- _PROBLEM STATEMENT_
All of the entries below are to be retyped exactly.

(DATASET RECORDS)

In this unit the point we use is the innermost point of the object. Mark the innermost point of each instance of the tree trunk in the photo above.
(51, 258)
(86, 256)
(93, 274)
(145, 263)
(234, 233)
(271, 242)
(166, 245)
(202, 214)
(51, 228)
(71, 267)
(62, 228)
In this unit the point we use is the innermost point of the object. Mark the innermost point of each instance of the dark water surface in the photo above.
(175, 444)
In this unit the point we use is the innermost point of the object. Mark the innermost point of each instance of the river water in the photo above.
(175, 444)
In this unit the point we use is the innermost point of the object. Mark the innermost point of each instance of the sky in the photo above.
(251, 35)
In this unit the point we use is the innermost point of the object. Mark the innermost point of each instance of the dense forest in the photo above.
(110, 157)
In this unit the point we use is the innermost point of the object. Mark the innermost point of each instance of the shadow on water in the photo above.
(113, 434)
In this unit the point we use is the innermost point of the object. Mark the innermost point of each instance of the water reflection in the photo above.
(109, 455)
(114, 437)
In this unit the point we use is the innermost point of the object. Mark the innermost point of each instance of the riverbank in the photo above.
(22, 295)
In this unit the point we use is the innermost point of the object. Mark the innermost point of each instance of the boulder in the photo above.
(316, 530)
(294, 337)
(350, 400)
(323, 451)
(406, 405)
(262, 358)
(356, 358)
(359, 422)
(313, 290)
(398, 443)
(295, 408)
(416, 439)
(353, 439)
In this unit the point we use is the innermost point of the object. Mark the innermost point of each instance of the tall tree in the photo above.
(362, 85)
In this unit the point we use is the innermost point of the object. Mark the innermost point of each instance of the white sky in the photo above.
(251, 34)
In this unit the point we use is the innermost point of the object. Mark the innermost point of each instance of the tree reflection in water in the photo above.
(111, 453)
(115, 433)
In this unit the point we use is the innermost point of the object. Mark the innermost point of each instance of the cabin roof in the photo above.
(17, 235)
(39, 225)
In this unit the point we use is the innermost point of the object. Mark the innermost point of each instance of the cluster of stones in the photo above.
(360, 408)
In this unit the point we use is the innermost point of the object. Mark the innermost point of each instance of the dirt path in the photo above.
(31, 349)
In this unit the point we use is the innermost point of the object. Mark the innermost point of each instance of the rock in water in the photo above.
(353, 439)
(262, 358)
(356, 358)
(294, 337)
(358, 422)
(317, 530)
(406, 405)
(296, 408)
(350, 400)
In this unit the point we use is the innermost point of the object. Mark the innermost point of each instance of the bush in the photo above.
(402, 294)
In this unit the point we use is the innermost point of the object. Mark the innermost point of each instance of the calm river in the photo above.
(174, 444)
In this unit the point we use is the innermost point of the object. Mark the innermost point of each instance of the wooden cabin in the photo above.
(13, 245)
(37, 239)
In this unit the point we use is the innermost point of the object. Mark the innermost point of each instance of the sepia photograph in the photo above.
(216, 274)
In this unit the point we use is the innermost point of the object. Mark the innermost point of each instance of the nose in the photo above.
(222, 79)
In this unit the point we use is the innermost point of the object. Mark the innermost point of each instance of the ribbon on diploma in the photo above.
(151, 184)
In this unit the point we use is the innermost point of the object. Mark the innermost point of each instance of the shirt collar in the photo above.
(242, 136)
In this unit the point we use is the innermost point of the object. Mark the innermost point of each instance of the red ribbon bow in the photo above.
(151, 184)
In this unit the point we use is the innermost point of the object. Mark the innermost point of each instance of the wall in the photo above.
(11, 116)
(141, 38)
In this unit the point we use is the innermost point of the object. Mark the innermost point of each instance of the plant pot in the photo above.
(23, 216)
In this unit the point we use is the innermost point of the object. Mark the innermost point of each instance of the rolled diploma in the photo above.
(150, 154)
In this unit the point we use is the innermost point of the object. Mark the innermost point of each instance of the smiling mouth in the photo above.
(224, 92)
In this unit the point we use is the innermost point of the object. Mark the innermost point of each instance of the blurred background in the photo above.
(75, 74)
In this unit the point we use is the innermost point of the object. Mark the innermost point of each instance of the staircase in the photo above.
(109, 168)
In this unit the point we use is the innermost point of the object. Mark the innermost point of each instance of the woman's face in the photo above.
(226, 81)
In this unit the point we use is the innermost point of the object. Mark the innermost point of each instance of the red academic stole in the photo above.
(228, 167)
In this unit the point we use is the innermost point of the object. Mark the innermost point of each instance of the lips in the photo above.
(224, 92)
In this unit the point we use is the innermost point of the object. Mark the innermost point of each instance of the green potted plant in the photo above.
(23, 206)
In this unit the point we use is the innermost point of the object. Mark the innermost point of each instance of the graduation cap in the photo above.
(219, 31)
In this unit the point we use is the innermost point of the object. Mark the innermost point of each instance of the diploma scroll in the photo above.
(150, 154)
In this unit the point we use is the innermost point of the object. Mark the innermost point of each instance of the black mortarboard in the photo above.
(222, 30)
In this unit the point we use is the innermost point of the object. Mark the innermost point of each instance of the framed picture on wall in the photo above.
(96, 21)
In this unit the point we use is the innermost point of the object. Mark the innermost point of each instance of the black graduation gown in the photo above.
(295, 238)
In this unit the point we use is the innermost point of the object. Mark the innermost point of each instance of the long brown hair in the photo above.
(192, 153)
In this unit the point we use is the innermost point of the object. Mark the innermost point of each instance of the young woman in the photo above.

(End DATASET RECORDS)

- _WRITTEN RESPONSE_
In this unit the point we use is the innermost point of the object. Mark the innermost point of each instance of the tree trunk in the photo above.
(51, 258)
(86, 256)
(93, 274)
(145, 263)
(234, 233)
(271, 242)
(166, 245)
(202, 214)
(51, 228)
(71, 267)
(62, 228)
In this unit the point we use is the innermost point of the object. Mark the innermost point of each instance of the dark water surface in the photo above.
(175, 444)
In this unit the point we use is the innermost point of the object. Mark the innermost point of each instance of the river water in the photo above.
(175, 444)
In this unit the point we use is the innermost point of the object. Mark the innermost point of each instance of the sky in the photo above.
(251, 35)
In this unit the point we use is the innermost point of the object. Mark the innermost point of each instance of the dense forest in the photo above.
(110, 157)
In this unit the point we use is the innermost point of the object. Mark the innermost point of each instance of the shadow on water in the photo above.
(113, 434)
In this unit the point we use is the innermost point of the object. Mark the innermost point of each instance of the water reflection in the photo above.
(109, 455)
(114, 437)
In this unit the point we use is the innermost point of the object. Mark the innermost point of each instance of the riverbank in the photo above.
(22, 295)
In this unit the point we use is the innermost point of the object. Mark the innermost point of each instance of the boulder in the photo above.
(316, 530)
(294, 337)
(350, 400)
(323, 451)
(406, 405)
(262, 358)
(356, 358)
(359, 422)
(313, 290)
(398, 443)
(295, 408)
(416, 439)
(353, 439)
In this unit the point we use is the innermost point of the object. Mark the innermost point of each instance of the tall tree in the photo above.
(362, 85)
In this unit the point we use is the innermost point of the object. Mark the innermost point of each instance of the white sky in the photo above.
(251, 34)
In this unit the point we use is the innermost point of the object. Mark the innermost point of each instance of the tree reflection in water in the photo above.
(111, 453)
(115, 433)
In this unit the point we use is the innermost point of the object. Mark the innermost point of each instance of the cabin roof in the photo above.
(17, 235)
(39, 225)
In this unit the point we use is the innermost point of the object. Mark the innermost point of each instance of the cluster of stones in the photo above.
(360, 408)
In this unit the point we use is the innermost point of the object. Mark the innermost point of each instance of the dirt path in the photo above.
(31, 349)
In this unit the point we use is the innermost point of the object. Mark the innermost point of each instance of the rock in water in the photo above.
(353, 439)
(262, 358)
(356, 358)
(294, 337)
(358, 422)
(317, 530)
(406, 405)
(296, 408)
(350, 400)
In this unit the point we use is the innermost point of the object. Mark the innermost point of each instance of the bush in the photo above.
(402, 294)
In this unit the point we use is the innermost point of the object. Mark the innermost point of each instance of the calm river in the photo above.
(174, 444)
In this unit the point we use is the innermost point of the object. Mark the innermost point of each instance of the wooden cabin in the photo above.
(13, 245)
(37, 239)
In this unit the point we use is the innermost point of the object. Mark the innermost point of each instance of the sepia photograph in the photo above.
(216, 274)
In this unit the point we use is the innermost point of the object. Mark the innermost point of each instance of the nose in the photo above.
(222, 79)
In this unit the point we use is the innermost point of the object. Mark the innermost point of each instance of the ribbon on diploma in the photo above.
(151, 184)
In this unit the point we use is the innermost point of the object. Mark the innermost point of each instance of the shirt collar in the photo above.
(242, 136)
In this unit the point we use is the innermost point of the object. Mark the innermost point of each instance of the red ribbon bow in the photo above.
(151, 184)
In this unit the point we use is the innermost point of the object. Mark the innermost point of each instance of the wall in the photo above.
(11, 116)
(141, 38)
In this unit the point we use is the innermost point of the object. Mark the innermost point of each instance of the plant pot in the photo above.
(23, 216)
In this unit the point we use is the innermost point of the object. Mark the innermost point of each instance of the rolled diploma in the photo above.
(150, 154)
In this unit the point we use is the innermost point of the object. Mark the innermost point of each instance of the smiling mouth in the photo above.
(224, 92)
In this unit the point we use is the innermost point of the object. Mark the innermost point of each instance of the blurred background in the photo above.
(75, 74)
In this unit the point we use is the innermost point of the object. Mark the innermost point of each instance of the staircase in the photo above.
(109, 168)
In this unit the point we use is the innermost point of the object. Mark the innermost point of each instance of the woman's face in the photo above.
(226, 81)
In this unit the point we use is the innermost point of the object. Mark the innermost point of each instance of the red academic stole in the photo above.
(228, 167)
In this unit the point we use is the innermost point of the object. Mark the innermost point of each instance of the lips in the photo above.
(224, 92)
In this unit the point we use is the innermost point of the object. Mark the innermost point of each instance of the green potted plant in the photo above.
(23, 206)
In this unit the point we use is the innermost point of the object. Mark the innermost point of each instance of the graduation cap in the photo above.
(219, 31)
In this unit the point we use is the innermost point of the object. Mark the innermost point of each instance of the diploma scroll in the photo above.
(150, 154)
In this unit the point we use is the innermost point of the object. Mark the innermost point of each instance of the black mortarboard in the photo above.
(222, 30)
In this unit the point we use is the innermost point of the object. Mark the innermost point of each instance of the framed picture on wall in the photo above.
(96, 21)
In this unit the point we use is the innermost point of the object. Mark the innermost point of each instance of the black graduation gown in the photo above.
(295, 238)
In this unit the point we use is the innermost point of the object. Mark the innermost point of each instance of the long brown hair in the photo above.
(192, 153)
In this unit the point we use is the innermost point of the object. Mark the innermost point of each instance of the young woman in the photo above.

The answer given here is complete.